The records below must be transcribed exactly.

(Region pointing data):
● ● ● ●

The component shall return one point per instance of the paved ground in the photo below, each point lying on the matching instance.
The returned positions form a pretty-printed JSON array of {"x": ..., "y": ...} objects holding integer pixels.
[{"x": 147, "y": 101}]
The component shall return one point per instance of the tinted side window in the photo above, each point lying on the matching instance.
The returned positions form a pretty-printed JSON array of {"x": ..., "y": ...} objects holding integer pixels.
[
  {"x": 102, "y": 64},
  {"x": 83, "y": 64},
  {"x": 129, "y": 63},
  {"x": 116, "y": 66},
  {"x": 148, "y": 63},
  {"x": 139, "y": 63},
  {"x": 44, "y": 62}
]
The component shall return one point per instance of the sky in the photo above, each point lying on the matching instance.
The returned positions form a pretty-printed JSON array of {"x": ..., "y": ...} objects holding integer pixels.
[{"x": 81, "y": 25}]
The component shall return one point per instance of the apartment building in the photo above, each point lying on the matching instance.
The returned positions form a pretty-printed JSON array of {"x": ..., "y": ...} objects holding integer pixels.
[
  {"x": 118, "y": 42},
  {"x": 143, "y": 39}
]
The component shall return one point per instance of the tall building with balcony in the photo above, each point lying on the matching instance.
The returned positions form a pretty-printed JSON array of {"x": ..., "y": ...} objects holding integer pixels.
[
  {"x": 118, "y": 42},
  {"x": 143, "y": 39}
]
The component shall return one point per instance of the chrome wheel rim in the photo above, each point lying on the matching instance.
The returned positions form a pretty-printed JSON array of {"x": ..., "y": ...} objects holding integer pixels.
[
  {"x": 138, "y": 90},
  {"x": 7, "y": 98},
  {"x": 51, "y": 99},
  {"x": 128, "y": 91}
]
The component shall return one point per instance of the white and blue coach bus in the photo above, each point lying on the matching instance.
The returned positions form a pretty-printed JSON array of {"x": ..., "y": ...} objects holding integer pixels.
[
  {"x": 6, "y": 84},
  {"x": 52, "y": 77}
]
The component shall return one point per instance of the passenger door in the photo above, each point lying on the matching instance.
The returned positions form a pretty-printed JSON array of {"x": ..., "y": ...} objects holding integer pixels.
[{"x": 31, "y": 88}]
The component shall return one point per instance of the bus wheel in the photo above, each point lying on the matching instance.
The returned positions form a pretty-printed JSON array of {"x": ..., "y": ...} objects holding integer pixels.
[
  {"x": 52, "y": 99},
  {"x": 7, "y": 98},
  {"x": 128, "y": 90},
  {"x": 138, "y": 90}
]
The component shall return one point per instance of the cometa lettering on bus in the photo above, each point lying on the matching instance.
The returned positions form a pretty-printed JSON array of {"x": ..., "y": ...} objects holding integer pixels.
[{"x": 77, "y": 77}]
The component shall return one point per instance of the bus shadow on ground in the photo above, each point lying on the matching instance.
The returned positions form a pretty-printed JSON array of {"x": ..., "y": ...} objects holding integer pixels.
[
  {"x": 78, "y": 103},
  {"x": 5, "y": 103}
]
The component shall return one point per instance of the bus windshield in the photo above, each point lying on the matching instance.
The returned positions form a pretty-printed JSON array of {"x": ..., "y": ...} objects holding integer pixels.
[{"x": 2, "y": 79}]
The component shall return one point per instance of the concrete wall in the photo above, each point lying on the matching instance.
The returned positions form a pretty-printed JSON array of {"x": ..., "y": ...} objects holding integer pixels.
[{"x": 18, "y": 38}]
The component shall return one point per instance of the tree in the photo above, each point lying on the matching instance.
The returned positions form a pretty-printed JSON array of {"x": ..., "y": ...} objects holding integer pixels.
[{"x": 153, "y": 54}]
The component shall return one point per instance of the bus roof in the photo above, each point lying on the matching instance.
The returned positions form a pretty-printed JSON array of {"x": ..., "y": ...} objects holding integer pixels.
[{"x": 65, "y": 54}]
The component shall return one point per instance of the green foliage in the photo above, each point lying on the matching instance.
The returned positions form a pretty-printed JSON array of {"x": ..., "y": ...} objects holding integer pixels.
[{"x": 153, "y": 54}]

● ● ● ●

(Result):
The component shall return one point per instance of the paved ground in the photo below, each point lying on the matching instance.
The returned positions form a pretty-printed JSON array of {"x": ..., "y": ...} objects holding integer pixels.
[{"x": 147, "y": 101}]
The component shall return one point per instance of the tinted side window in the photo above, each point lying on the matching instance.
The returned positions form a pretty-printed JSON array of {"x": ..., "y": ...} objects holding integer pixels.
[
  {"x": 102, "y": 64},
  {"x": 83, "y": 64},
  {"x": 129, "y": 63},
  {"x": 116, "y": 66},
  {"x": 148, "y": 63},
  {"x": 139, "y": 63},
  {"x": 44, "y": 62}
]
The component shall return one point per instance of the sky in the photo above, each point lying on the matching instance.
The returned positions form a pretty-printed JSON array of {"x": ..., "y": ...} objects holding integer pixels.
[{"x": 81, "y": 25}]
The component shall return one point per instance of the apartment building in the photo above, each point lying on the matching instance.
The returned positions form a pretty-printed JSON array of {"x": ..., "y": ...} objects holding integer pixels.
[
  {"x": 118, "y": 42},
  {"x": 143, "y": 39}
]
The component shall return one point per instance of the tall building with balcony in the photo above, each point lying on the matching instance.
The returned positions form a pretty-printed JSON array of {"x": ..., "y": ...} objects holding integer pixels.
[
  {"x": 118, "y": 42},
  {"x": 143, "y": 39}
]
The component shall return one point per instance of the chrome wheel rim in the photo above, each point lying on the matching instance.
The returned positions form a pretty-printed JSON array of {"x": ..., "y": ...} objects holding integer pixels.
[
  {"x": 138, "y": 90},
  {"x": 7, "y": 98},
  {"x": 51, "y": 99},
  {"x": 128, "y": 91}
]
The component shall return one point per instance of the white and blue coach bus in the photo above, each point lying on the matching instance.
The returned positions form a pretty-printed JSON array of {"x": ..., "y": ...} objects holding integer pixels.
[
  {"x": 6, "y": 84},
  {"x": 52, "y": 77}
]
The component shall return one point per instance of the passenger door in the photo above, each point lying on the matching instance.
The returned positions form a pretty-printed JSON array of {"x": ..., "y": ...} objects holding integer pixels.
[{"x": 31, "y": 88}]
The component shall return one point per instance of the bus wheel in the photo above, each point lying on the matching instance.
The returned positions form a pretty-printed JSON array of {"x": ..., "y": ...} objects holding integer pixels.
[
  {"x": 52, "y": 99},
  {"x": 7, "y": 98},
  {"x": 128, "y": 90},
  {"x": 138, "y": 90}
]
The component shall return one point per instance of the cometa lettering on bus in the photo above, each point lying on the matching instance.
The returned positions form a pretty-printed JSON array of {"x": ..., "y": ...} objects holding integer pixels.
[{"x": 77, "y": 77}]
The component shall return one point per instance of the bus shadow on ground in the photo above, each point lying on the matching instance.
The returned positions form a pretty-printed JSON array of {"x": ..., "y": ...} objects holding integer pixels.
[
  {"x": 78, "y": 103},
  {"x": 5, "y": 103}
]
The component shall return one point per instance of the bus windshield in the photo above, each point lying on the matching instance.
The returned positions form a pretty-printed JSON array of {"x": ..., "y": ...} objects holding integer pixels.
[{"x": 2, "y": 79}]
The component shall return one point per instance of the concrete wall in the photo above, each point lying on the matching instance.
The returned positions form a pretty-printed JSON array of {"x": ..., "y": ...} objects holding integer pixels.
[{"x": 18, "y": 38}]
The component shall return one point per instance of the tree in the photo above, each point lying on the matching instance.
The returned positions form a pretty-printed JSON array of {"x": ..., "y": ...} objects holding integer pixels.
[{"x": 153, "y": 54}]
The component shall return one point per instance of the bus roof in the photo above, each point lying on the matching instance.
The returned positions form a pretty-printed JSON array of {"x": ..., "y": ...} objects holding integer pixels.
[{"x": 65, "y": 54}]
The component shall return one point per instance of the green foliage in the photo above, each point lying on the matching instance.
The returned positions form a pretty-printed JSON array of {"x": ..., "y": ...} objects holding integer pixels.
[{"x": 153, "y": 54}]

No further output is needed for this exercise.